According to the text on ELAN import and export, where should results be imported when they are brought back into ELAN?

### [EXTRACT PROVIDED]
================

What ELAN import/export can (and can’t) preserve
ELAN is built around a time-aligned annotation model, so the best way to preserve timecodes and tier relationships is to keep data in ELAN’s native format.
When you export to CSV or plain text, you often flatten a multi-tier structure into rows and columns, which can lose hierarchy unless you plan the export and import carefully.
Formats you will see in real ELAN workflows
- .eaf (ELAN Annotation Format): Best for preserving timecodes, tiers, controlled vocabularies, and linked media references.
- CSV/TSV (tabular): Good for analysis in Excel/R/Python if it includes tier name and time boundaries.
- Plain text: Useful for reading or sharing, but usually loses time alignment unless you add timestamps.
What usually breaks when moving to CSV/Text
- Tier structure: Parent/child tiers and linguistic types can flatten into “just columns.”
- Time alignment: If a file loses start/end times or row order changes, alignment shifts.
- Special characters: Diacritics, IPA, or non-Latin scripts can become garbled if encoding changes.
- Line breaks: Multi-line annotations can create “phantom rows” in CSV.
Safe export workflows (CSV/Text) that keep timecodes intact
The safest mindset is: export for a purpose, not “export everything.” If you export for analysis, design the output so every row can be traced back to a tier and a time interval.
Also, export a clean backup before you start so you can always compare and recover.
Workflow A: Export for analysis (recommended)
- Step 1: Save a clean master copy of your project as .eaf (and keep linked media in the same folder structure).
- Step 2: Export tabular data with these minimum fields:
- Tier name
- Annotation value (text)
- Start time
- End time
- Annotation ID (if available)
- Step 3: Use CSV/TSV for analysis, but avoid edits that change the number of rows tied to time intervals.
- Step 4: If you need to bring results back to ELAN, import into a new tier rather than overwriting original tiers.
Workflow B: Export for sharing a readable transcript
If the goal is readability (not round-trip import), export plain text with timestamps included per segment.
Use a consistent timestamp format (for example, hh:mm:ss.mmm) and keep one annotation per line to reduce ambiguity.
Workflow C: Export for archiving
For long-term archiving, prioritize formats that preserve structure and context: the .eaf plus media, plus a human-readable transcript export.
If you must include CSV, include a data dictionary describing each column, delimiter, encoding, and the source tiers.
How to preserve time alignment (what matters most)
Timecodes “break” when an exported row no longer maps to the same start/end times on re-import, or when the tier you import into uses different alignment rules.
Prevent that by treating start/end times as required data, not optional metadata.
Rules that keep segments aligned
- Always export start and end times for each annotation you might re-import.
- Do not reorder rows unless you keep a stable ID column that ELAN can match back.
- Don’t change time formats (for example, from milliseconds to seconds) unless you convert consistently and document it.

================

Records from a point-labeling set

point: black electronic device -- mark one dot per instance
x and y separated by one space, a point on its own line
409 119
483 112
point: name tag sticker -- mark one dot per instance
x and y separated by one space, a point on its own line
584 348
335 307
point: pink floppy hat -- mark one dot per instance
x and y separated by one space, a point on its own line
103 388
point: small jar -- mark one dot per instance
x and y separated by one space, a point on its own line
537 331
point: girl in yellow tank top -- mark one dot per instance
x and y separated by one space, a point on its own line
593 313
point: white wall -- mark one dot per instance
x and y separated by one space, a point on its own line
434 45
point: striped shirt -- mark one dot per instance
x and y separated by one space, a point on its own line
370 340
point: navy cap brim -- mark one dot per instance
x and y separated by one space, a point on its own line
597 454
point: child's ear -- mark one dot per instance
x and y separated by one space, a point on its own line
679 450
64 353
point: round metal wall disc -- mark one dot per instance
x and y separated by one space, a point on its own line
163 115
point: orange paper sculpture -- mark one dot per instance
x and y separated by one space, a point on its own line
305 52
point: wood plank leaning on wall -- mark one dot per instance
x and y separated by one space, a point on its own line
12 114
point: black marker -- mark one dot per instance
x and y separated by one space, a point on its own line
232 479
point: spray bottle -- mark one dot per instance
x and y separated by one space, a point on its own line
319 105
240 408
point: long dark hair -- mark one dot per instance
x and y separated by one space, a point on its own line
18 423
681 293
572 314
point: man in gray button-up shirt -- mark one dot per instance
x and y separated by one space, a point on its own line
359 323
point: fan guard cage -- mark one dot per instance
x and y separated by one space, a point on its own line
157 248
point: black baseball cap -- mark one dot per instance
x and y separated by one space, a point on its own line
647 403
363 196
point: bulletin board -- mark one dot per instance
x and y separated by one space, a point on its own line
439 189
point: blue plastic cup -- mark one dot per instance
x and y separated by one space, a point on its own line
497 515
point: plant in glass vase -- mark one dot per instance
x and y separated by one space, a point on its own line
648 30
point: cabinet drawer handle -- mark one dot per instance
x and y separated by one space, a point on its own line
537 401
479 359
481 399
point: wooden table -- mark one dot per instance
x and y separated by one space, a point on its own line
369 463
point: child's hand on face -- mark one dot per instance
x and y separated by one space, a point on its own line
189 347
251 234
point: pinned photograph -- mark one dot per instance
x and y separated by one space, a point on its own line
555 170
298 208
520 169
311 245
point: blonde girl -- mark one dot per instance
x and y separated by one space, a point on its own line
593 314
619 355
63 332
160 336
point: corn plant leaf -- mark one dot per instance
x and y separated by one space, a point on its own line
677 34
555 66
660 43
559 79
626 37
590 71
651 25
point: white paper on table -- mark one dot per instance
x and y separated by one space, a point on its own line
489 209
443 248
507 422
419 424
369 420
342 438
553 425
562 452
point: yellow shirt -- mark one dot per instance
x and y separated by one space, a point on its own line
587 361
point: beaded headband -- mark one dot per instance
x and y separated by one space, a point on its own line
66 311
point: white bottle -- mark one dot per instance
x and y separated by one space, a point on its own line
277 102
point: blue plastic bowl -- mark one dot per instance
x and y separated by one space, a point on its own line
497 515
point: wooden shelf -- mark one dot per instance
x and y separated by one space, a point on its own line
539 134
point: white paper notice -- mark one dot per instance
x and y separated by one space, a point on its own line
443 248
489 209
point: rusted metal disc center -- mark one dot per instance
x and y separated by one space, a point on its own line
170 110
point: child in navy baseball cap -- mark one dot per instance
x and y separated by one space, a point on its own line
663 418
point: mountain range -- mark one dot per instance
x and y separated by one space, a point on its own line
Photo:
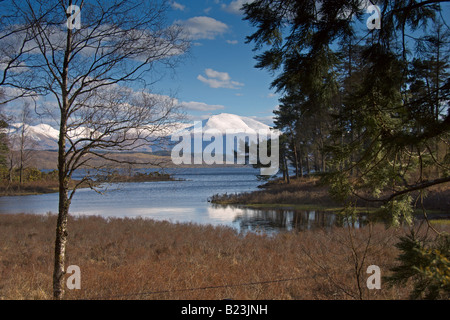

================

### [CORRECT OUTPUT]
Into a new tier, rather than over the original tiers.